- _Your objective_
Copy out every record below with complete accuracy.

- _Data rows_
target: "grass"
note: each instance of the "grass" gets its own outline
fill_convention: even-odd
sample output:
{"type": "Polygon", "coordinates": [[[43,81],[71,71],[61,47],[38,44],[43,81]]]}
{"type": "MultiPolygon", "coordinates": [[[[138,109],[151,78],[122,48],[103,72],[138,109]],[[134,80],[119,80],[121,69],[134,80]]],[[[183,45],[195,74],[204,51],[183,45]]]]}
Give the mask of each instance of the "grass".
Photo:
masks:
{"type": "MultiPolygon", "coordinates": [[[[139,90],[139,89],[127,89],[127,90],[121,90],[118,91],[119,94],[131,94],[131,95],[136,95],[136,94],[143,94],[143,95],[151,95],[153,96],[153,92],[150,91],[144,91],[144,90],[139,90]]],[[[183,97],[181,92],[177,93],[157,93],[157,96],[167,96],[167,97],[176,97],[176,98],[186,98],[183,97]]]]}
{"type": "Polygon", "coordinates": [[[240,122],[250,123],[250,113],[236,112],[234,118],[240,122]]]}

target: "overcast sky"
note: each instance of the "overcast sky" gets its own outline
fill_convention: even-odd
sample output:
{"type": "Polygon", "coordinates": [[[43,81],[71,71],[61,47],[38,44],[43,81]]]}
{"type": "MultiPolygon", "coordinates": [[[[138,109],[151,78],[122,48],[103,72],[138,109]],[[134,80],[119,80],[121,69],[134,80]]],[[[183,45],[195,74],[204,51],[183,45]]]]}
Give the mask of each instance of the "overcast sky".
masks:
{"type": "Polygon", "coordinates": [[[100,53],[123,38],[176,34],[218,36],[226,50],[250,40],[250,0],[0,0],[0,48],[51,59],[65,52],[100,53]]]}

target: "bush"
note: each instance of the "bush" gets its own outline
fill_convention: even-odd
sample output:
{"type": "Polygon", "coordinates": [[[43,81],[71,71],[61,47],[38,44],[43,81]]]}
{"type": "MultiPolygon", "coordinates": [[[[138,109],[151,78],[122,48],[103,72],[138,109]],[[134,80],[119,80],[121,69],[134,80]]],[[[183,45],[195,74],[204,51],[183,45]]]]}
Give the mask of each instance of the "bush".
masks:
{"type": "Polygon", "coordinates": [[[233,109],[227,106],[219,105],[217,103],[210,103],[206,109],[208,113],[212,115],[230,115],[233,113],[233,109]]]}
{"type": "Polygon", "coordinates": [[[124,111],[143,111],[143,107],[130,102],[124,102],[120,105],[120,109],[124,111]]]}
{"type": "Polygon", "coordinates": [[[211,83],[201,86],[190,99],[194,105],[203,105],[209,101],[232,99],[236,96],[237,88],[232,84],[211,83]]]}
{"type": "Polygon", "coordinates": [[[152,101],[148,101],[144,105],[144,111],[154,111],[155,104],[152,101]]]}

- _Expected answer_
target: "grass"
note: each instance of the "grass" gets its own outline
fill_convention: even-odd
sample output:
{"type": "Polygon", "coordinates": [[[43,81],[71,71],[61,47],[38,44],[43,81]]]}
{"type": "MultiPolygon", "coordinates": [[[[138,109],[151,78],[122,48],[103,72],[138,109]],[[134,80],[119,80],[121,69],[134,80]]],[[[183,45],[195,74],[204,51],[183,45]]]]}
Give the mask of each instance of the "grass".
Photo:
masks:
{"type": "MultiPolygon", "coordinates": [[[[139,90],[139,89],[127,89],[127,90],[121,90],[118,91],[119,94],[131,94],[131,95],[136,95],[136,94],[143,94],[143,95],[151,95],[153,96],[153,92],[150,91],[144,91],[144,90],[139,90]]],[[[183,97],[181,92],[177,93],[157,93],[157,96],[167,96],[167,97],[176,97],[176,98],[186,98],[183,97]]]]}
{"type": "Polygon", "coordinates": [[[240,122],[250,123],[250,113],[236,112],[234,118],[240,122]]]}

target: "overcast sky"
note: each instance of the "overcast sky" gets its own outline
fill_convention: even-odd
sample output:
{"type": "Polygon", "coordinates": [[[43,81],[71,71],[61,47],[38,44],[43,81]]]}
{"type": "MultiPolygon", "coordinates": [[[[138,109],[151,78],[122,48],[103,72],[138,109]],[[134,80],[119,80],[121,69],[134,80]]],[[[183,45],[195,74],[204,51],[183,45]]]]}
Give the mask of each instance of the "overcast sky".
masks:
{"type": "Polygon", "coordinates": [[[100,53],[123,38],[176,34],[218,36],[226,50],[250,40],[250,0],[0,0],[0,48],[51,59],[65,52],[100,53]]]}

target: "bush"
note: each instance of the "bush" gets its own outline
fill_convention: even-odd
sample output:
{"type": "Polygon", "coordinates": [[[43,81],[71,71],[61,47],[38,44],[43,81]]]}
{"type": "MultiPolygon", "coordinates": [[[[138,109],[151,78],[122,48],[103,72],[138,109]],[[134,80],[119,80],[121,69],[134,80]]],[[[183,45],[195,74],[204,51],[183,45]]]]}
Give the mask of each instance of the "bush".
masks:
{"type": "Polygon", "coordinates": [[[233,109],[227,106],[219,105],[217,103],[210,103],[206,109],[208,113],[212,115],[230,115],[233,113],[233,109]]]}
{"type": "Polygon", "coordinates": [[[124,111],[143,111],[143,107],[130,102],[124,102],[120,105],[120,109],[124,111]]]}
{"type": "Polygon", "coordinates": [[[211,83],[201,86],[190,99],[194,105],[203,105],[209,101],[232,99],[236,96],[237,88],[232,84],[211,83]]]}
{"type": "Polygon", "coordinates": [[[152,101],[148,101],[144,105],[144,111],[154,111],[155,104],[152,101]]]}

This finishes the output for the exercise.